STATED TASK
Output the line containing "Target: tree shadow" and all subsequent lines of the listing below, copied exactly, with no other lines.

DATA FOR THIS TASK
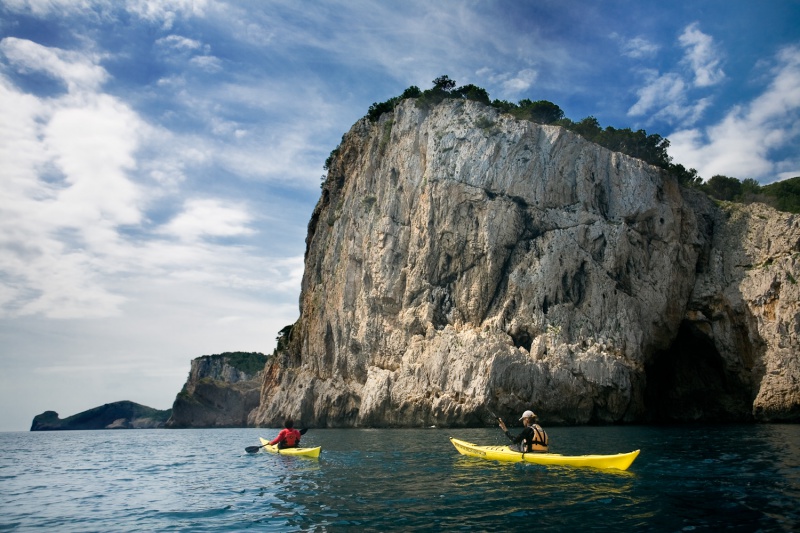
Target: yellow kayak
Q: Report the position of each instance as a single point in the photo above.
(620, 461)
(305, 452)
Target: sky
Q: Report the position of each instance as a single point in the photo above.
(160, 160)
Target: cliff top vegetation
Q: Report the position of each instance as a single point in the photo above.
(783, 195)
(248, 362)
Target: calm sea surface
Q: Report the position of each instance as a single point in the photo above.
(697, 478)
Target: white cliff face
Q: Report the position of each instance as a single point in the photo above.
(461, 262)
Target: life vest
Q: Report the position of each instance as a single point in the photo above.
(539, 440)
(291, 438)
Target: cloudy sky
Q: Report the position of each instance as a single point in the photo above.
(160, 160)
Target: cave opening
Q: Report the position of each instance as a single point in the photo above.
(689, 382)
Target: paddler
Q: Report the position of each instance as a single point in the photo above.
(532, 439)
(288, 437)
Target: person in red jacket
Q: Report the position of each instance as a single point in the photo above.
(288, 437)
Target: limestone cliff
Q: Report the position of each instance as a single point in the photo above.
(115, 415)
(460, 261)
(221, 391)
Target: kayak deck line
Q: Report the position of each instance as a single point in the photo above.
(300, 452)
(620, 461)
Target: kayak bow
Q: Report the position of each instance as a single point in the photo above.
(620, 461)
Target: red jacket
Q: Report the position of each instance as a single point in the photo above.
(289, 437)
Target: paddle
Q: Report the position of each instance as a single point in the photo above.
(254, 449)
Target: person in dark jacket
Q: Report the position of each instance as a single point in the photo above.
(288, 437)
(532, 438)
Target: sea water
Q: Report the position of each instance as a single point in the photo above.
(687, 478)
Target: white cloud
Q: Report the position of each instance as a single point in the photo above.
(637, 47)
(666, 96)
(741, 144)
(78, 71)
(80, 173)
(520, 82)
(178, 43)
(702, 56)
(166, 12)
(209, 218)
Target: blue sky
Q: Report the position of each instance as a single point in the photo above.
(160, 160)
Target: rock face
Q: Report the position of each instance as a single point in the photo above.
(460, 261)
(221, 391)
(117, 415)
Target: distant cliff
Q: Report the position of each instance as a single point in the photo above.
(117, 415)
(460, 261)
(221, 391)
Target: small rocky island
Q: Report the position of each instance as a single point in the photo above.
(116, 415)
(220, 391)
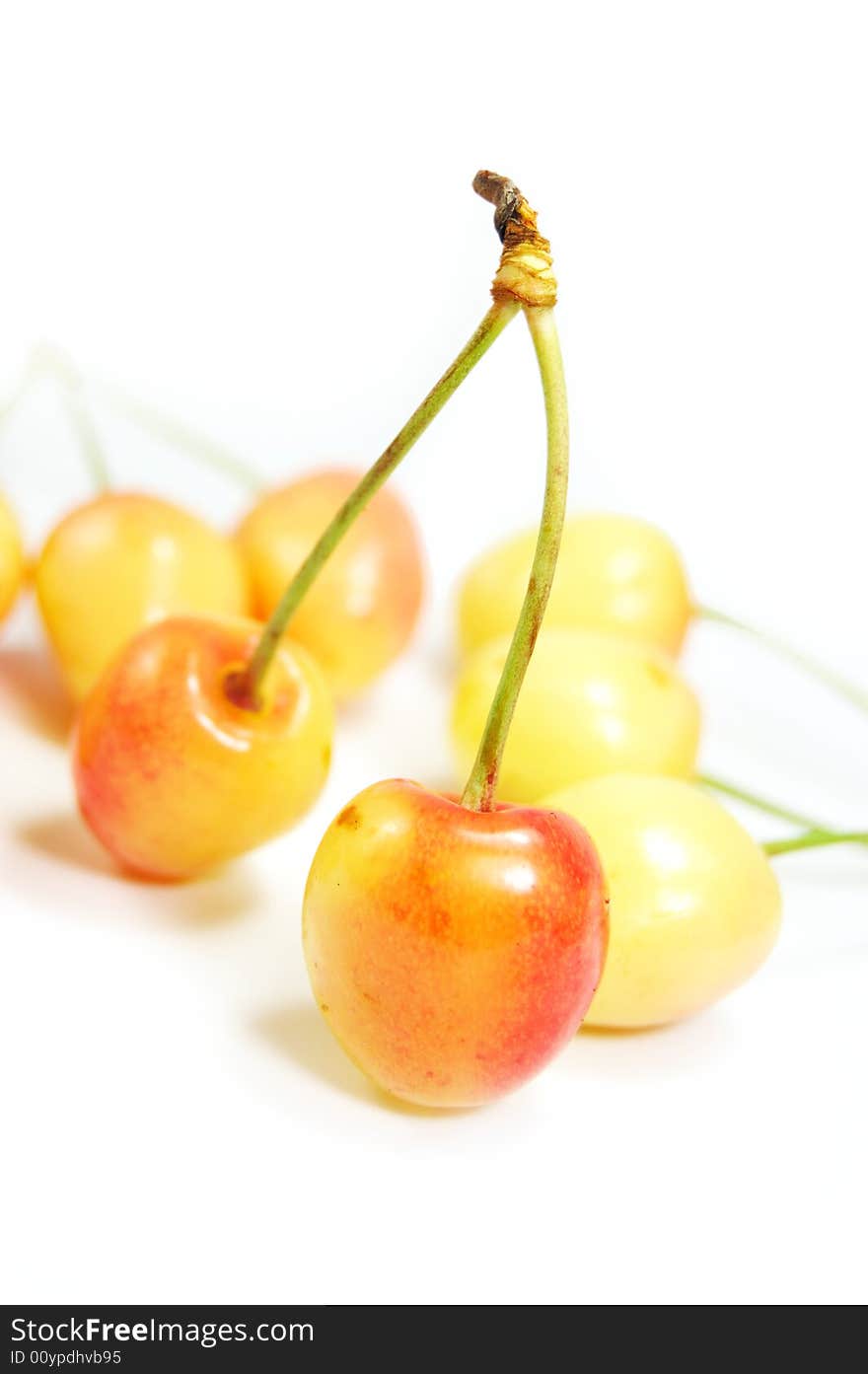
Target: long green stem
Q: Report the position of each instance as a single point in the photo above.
(815, 839)
(750, 799)
(90, 443)
(10, 404)
(851, 691)
(246, 686)
(482, 782)
(169, 430)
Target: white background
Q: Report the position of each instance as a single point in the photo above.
(261, 216)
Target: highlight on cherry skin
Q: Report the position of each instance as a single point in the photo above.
(364, 604)
(615, 573)
(172, 775)
(452, 951)
(591, 703)
(121, 562)
(11, 558)
(693, 904)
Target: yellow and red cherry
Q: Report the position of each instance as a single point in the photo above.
(363, 608)
(452, 951)
(615, 573)
(11, 559)
(121, 562)
(175, 773)
(591, 703)
(693, 904)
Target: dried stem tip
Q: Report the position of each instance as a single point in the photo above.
(525, 272)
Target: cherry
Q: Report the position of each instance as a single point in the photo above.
(175, 775)
(11, 559)
(693, 904)
(619, 574)
(452, 951)
(454, 947)
(119, 562)
(363, 608)
(592, 703)
(615, 573)
(206, 737)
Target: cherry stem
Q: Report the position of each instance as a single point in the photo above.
(482, 782)
(90, 443)
(853, 692)
(169, 430)
(770, 808)
(245, 687)
(10, 404)
(815, 839)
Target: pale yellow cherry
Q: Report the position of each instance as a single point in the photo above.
(615, 573)
(11, 558)
(591, 703)
(121, 562)
(693, 904)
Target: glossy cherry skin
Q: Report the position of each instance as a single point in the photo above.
(615, 573)
(452, 953)
(172, 776)
(693, 903)
(363, 608)
(121, 562)
(11, 559)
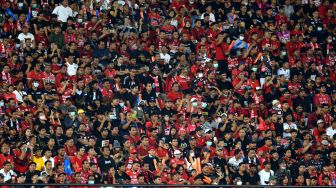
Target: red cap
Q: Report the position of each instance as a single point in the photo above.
(133, 151)
(151, 148)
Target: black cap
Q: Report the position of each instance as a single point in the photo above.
(21, 175)
(199, 129)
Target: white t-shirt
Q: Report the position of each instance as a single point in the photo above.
(211, 17)
(289, 126)
(264, 176)
(234, 162)
(19, 95)
(22, 37)
(285, 72)
(51, 159)
(63, 13)
(8, 175)
(72, 69)
(165, 57)
(330, 132)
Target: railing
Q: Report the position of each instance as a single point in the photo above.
(139, 185)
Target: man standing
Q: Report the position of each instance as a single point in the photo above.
(63, 11)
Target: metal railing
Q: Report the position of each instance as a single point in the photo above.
(139, 185)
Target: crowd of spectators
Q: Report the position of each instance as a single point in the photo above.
(168, 92)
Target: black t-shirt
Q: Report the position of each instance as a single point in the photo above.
(132, 99)
(244, 178)
(147, 96)
(150, 161)
(220, 161)
(253, 179)
(120, 178)
(35, 93)
(52, 92)
(101, 142)
(169, 112)
(105, 163)
(96, 125)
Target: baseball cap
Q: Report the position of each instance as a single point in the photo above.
(177, 152)
(325, 142)
(133, 151)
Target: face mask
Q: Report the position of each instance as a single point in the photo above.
(192, 154)
(35, 84)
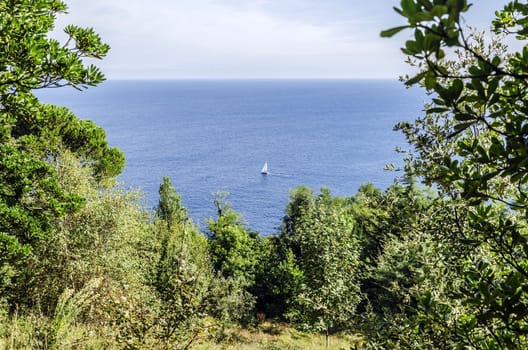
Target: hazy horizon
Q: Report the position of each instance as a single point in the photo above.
(259, 39)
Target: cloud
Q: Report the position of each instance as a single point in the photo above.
(237, 39)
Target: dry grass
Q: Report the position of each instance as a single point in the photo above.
(272, 336)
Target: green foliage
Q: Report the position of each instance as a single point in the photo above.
(471, 144)
(319, 262)
(235, 251)
(33, 135)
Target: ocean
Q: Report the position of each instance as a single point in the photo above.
(212, 136)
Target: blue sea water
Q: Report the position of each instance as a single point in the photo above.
(215, 135)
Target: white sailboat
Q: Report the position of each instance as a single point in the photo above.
(265, 170)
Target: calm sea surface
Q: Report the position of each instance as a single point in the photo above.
(212, 136)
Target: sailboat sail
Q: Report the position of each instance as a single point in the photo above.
(265, 168)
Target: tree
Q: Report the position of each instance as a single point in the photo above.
(235, 251)
(472, 145)
(32, 134)
(320, 234)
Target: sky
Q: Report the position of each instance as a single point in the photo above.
(247, 39)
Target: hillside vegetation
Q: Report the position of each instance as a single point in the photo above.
(437, 265)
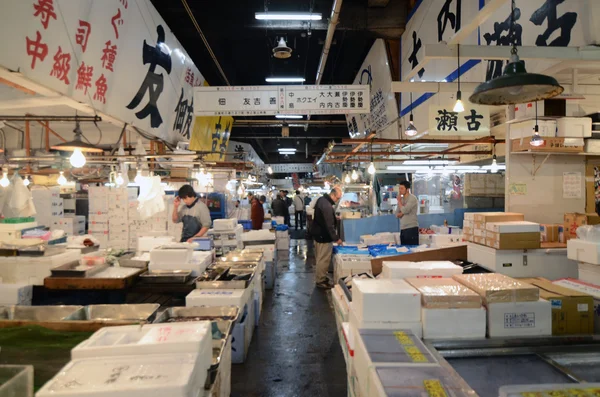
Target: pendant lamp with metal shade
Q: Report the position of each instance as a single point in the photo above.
(78, 147)
(515, 85)
(411, 130)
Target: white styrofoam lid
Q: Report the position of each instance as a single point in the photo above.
(372, 286)
(133, 376)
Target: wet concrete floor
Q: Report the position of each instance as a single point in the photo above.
(295, 350)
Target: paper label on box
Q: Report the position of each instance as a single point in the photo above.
(519, 320)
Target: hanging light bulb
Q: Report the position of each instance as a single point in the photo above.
(77, 159)
(61, 179)
(371, 170)
(119, 179)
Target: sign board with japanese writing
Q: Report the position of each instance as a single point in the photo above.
(117, 56)
(282, 99)
(474, 121)
(375, 71)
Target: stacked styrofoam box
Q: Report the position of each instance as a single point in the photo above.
(48, 205)
(385, 304)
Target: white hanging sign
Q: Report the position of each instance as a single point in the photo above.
(271, 100)
(474, 121)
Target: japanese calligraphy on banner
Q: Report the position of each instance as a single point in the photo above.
(271, 100)
(375, 72)
(211, 134)
(117, 56)
(474, 121)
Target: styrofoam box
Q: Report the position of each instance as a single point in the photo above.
(131, 340)
(386, 300)
(219, 297)
(520, 319)
(156, 375)
(436, 269)
(574, 127)
(513, 227)
(454, 323)
(16, 294)
(584, 251)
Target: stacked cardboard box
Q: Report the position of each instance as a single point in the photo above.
(514, 307)
(450, 310)
(512, 235)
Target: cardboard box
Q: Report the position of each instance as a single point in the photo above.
(558, 145)
(573, 220)
(508, 241)
(572, 311)
(494, 288)
(487, 217)
(549, 233)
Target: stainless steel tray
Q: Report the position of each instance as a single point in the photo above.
(144, 312)
(166, 276)
(75, 269)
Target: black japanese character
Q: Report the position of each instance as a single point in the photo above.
(494, 68)
(446, 16)
(153, 82)
(447, 120)
(565, 23)
(413, 56)
(472, 121)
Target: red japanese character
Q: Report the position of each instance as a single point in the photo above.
(84, 77)
(83, 34)
(45, 8)
(36, 49)
(117, 20)
(109, 54)
(62, 65)
(101, 89)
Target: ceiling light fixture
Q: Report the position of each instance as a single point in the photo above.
(287, 16)
(516, 85)
(285, 79)
(458, 106)
(411, 130)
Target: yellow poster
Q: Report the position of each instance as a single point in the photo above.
(211, 134)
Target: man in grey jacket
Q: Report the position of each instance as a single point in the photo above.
(324, 233)
(408, 206)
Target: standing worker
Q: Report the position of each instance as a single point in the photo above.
(408, 206)
(299, 210)
(192, 212)
(324, 233)
(257, 213)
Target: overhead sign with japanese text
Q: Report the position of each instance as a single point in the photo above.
(118, 56)
(375, 71)
(474, 121)
(282, 99)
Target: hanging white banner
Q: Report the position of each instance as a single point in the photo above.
(271, 100)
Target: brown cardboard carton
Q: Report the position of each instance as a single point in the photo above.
(498, 288)
(574, 220)
(508, 241)
(498, 217)
(572, 311)
(551, 144)
(445, 293)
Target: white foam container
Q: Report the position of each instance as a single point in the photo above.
(157, 375)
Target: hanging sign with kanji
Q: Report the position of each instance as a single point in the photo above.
(474, 121)
(282, 99)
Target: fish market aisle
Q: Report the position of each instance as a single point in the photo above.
(295, 350)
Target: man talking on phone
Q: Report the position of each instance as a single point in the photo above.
(192, 212)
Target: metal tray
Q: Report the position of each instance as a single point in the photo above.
(232, 284)
(75, 269)
(166, 276)
(144, 312)
(38, 313)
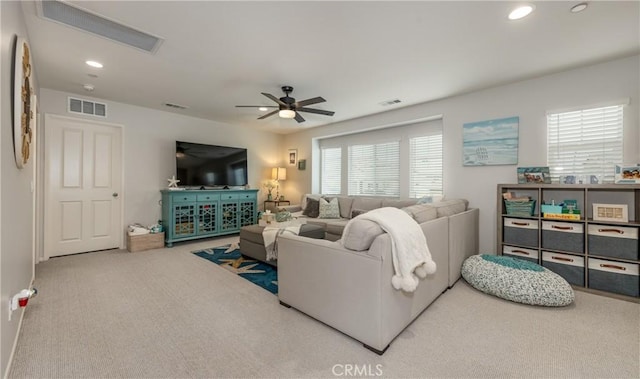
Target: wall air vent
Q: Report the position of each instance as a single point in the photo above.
(175, 106)
(390, 102)
(87, 107)
(78, 18)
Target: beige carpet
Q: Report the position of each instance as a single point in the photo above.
(167, 313)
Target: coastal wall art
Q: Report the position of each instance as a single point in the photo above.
(492, 142)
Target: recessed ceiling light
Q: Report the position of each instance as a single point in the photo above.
(521, 12)
(579, 7)
(94, 64)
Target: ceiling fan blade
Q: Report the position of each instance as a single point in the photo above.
(270, 96)
(315, 100)
(318, 111)
(299, 118)
(256, 106)
(268, 114)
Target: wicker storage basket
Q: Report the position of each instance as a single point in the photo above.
(519, 207)
(145, 242)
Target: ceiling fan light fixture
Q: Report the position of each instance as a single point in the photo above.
(579, 7)
(287, 113)
(521, 12)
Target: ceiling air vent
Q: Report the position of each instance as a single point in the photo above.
(78, 18)
(87, 107)
(175, 106)
(390, 102)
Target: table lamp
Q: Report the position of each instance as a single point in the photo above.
(277, 174)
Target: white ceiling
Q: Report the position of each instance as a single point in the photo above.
(357, 54)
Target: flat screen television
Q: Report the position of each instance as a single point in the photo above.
(199, 165)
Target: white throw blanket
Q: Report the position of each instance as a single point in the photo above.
(270, 235)
(409, 250)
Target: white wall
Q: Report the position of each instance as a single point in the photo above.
(16, 209)
(530, 100)
(149, 149)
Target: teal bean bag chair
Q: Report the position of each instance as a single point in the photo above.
(517, 280)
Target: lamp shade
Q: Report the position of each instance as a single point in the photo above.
(287, 113)
(279, 173)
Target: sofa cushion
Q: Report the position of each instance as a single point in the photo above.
(344, 203)
(336, 226)
(430, 199)
(450, 207)
(398, 203)
(357, 212)
(303, 202)
(312, 209)
(328, 209)
(361, 234)
(422, 212)
(366, 203)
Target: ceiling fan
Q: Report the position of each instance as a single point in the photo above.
(288, 107)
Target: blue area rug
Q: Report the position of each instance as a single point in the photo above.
(259, 273)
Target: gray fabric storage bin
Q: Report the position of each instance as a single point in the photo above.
(570, 267)
(522, 232)
(616, 277)
(520, 253)
(564, 236)
(613, 241)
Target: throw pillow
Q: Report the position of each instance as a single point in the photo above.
(312, 209)
(329, 209)
(357, 212)
(361, 234)
(422, 212)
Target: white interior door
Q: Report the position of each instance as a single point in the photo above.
(83, 186)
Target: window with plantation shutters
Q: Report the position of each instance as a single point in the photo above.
(425, 165)
(374, 169)
(331, 170)
(585, 142)
(402, 161)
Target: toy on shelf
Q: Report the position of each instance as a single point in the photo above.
(567, 210)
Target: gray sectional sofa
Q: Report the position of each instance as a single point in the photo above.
(351, 206)
(347, 284)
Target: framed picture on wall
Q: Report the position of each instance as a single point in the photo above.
(293, 157)
(491, 142)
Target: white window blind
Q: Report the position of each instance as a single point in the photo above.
(425, 165)
(374, 169)
(331, 170)
(585, 142)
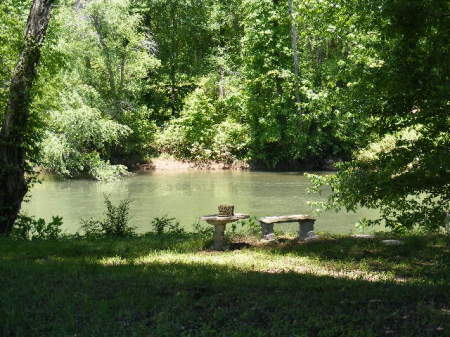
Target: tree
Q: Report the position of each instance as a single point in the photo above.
(404, 91)
(17, 127)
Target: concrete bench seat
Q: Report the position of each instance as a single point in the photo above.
(305, 222)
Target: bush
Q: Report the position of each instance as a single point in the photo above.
(30, 228)
(115, 223)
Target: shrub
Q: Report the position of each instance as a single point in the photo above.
(115, 223)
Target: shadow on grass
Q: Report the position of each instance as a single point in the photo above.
(66, 297)
(419, 256)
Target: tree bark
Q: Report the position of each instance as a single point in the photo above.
(294, 39)
(13, 183)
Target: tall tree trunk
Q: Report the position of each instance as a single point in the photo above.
(13, 183)
(294, 39)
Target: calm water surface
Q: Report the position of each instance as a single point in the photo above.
(186, 195)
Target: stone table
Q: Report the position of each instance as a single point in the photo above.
(220, 223)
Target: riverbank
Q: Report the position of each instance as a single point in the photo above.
(171, 285)
(169, 163)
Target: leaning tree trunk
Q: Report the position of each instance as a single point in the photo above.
(13, 183)
(294, 39)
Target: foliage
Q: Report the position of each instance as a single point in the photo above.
(99, 118)
(30, 228)
(114, 224)
(78, 138)
(209, 127)
(408, 181)
(165, 224)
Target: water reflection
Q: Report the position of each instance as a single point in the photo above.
(185, 195)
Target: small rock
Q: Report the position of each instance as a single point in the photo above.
(363, 236)
(392, 242)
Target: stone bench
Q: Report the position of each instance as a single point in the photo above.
(305, 222)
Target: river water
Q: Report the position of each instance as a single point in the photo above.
(186, 195)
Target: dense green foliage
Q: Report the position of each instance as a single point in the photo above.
(406, 95)
(122, 80)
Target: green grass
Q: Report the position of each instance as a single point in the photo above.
(171, 286)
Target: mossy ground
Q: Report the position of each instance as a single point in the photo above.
(169, 285)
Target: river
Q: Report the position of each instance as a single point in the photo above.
(186, 195)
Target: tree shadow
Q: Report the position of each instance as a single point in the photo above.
(62, 297)
(417, 256)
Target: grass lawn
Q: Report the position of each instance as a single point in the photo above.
(170, 286)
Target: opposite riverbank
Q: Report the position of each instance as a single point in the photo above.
(169, 163)
(172, 285)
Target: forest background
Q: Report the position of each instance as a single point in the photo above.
(267, 83)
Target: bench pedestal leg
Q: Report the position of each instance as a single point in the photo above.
(303, 229)
(219, 236)
(267, 228)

SOLUTION
Target: tree shadow
Q: Report the position of each instance as a single point in the photo above.
(62, 297)
(417, 256)
Target: grass lawn
Q: Report the position of each instance as a single point in the photo above.
(170, 286)
Target: opposite riverbank
Q: Report the position of each instance as a single point in the photo above.
(169, 163)
(172, 285)
Target: forest background
Q: Report the position of each instance as a single point in the photo above.
(267, 83)
Target: bench pedestal leg
Q: Report the position of each instance as a single point in the photo above.
(303, 229)
(219, 236)
(267, 228)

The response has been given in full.